> [Dataset rows]:
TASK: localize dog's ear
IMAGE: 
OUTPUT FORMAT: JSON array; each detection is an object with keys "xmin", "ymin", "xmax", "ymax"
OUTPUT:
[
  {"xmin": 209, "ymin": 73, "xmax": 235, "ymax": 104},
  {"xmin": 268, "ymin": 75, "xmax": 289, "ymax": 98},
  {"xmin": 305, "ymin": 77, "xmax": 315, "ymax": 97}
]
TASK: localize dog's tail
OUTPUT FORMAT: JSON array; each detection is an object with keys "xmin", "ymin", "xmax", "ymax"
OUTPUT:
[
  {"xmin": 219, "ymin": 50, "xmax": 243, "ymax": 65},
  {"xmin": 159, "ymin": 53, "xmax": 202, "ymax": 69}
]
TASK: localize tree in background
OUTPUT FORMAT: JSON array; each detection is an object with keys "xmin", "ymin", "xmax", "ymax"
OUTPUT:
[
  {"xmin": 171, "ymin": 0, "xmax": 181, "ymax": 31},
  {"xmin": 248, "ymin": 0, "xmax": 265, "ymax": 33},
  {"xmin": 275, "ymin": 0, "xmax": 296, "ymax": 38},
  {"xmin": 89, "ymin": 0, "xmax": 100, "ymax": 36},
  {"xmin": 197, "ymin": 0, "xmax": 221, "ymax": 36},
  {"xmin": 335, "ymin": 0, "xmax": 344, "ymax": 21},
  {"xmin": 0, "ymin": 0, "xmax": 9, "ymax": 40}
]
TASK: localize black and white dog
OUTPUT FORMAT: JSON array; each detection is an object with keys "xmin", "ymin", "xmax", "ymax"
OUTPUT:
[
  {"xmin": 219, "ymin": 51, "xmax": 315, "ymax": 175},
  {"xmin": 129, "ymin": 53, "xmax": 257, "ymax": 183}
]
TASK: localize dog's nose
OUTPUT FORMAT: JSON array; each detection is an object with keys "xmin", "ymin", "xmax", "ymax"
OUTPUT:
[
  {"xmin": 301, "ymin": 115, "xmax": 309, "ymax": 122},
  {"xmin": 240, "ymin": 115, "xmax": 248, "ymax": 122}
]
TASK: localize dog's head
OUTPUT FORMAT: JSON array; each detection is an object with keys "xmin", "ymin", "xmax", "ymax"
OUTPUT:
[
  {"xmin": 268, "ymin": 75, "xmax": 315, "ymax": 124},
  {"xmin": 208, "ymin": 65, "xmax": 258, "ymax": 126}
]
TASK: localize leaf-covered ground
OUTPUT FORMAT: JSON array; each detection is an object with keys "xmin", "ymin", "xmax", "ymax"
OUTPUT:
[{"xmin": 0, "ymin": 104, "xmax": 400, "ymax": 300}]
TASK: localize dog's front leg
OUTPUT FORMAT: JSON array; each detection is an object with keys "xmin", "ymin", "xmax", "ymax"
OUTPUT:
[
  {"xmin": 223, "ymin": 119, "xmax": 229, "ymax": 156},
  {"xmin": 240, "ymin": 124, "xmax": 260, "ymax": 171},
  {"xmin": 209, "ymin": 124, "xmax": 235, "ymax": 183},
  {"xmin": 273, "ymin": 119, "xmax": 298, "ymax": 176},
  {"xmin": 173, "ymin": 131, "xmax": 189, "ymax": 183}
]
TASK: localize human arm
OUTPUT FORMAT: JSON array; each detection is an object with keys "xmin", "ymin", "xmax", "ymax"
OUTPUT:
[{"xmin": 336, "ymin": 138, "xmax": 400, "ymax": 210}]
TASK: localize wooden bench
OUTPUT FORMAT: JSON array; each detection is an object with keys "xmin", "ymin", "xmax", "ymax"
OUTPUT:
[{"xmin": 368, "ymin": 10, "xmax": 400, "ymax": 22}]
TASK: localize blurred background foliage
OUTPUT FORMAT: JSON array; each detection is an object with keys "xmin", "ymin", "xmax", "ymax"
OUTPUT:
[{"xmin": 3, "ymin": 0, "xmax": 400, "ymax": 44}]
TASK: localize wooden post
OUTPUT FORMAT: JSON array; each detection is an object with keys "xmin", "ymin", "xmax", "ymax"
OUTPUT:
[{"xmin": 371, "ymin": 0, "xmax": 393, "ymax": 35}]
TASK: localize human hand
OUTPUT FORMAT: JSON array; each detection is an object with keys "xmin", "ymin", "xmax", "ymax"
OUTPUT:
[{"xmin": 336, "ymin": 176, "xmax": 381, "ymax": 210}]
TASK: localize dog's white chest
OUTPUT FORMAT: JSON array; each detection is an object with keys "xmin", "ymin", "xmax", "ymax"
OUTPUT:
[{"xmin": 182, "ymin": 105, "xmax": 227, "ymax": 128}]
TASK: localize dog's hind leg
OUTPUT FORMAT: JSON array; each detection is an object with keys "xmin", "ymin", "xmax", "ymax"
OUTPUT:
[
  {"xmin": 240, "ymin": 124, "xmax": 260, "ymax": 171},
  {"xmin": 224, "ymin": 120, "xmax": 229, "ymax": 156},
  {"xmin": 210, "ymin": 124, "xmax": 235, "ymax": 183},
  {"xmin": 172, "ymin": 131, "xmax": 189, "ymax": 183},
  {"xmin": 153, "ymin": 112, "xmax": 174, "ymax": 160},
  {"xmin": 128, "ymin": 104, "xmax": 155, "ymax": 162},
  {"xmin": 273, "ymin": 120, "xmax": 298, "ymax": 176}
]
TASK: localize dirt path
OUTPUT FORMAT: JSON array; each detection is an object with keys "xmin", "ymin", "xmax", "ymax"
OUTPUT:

> [Work required]: Locate each line in the records above that contains the word "white" and copy those lines in full.

> [Expected answer]:
TASK: localize black and white dog
TASK: localize dog's white chest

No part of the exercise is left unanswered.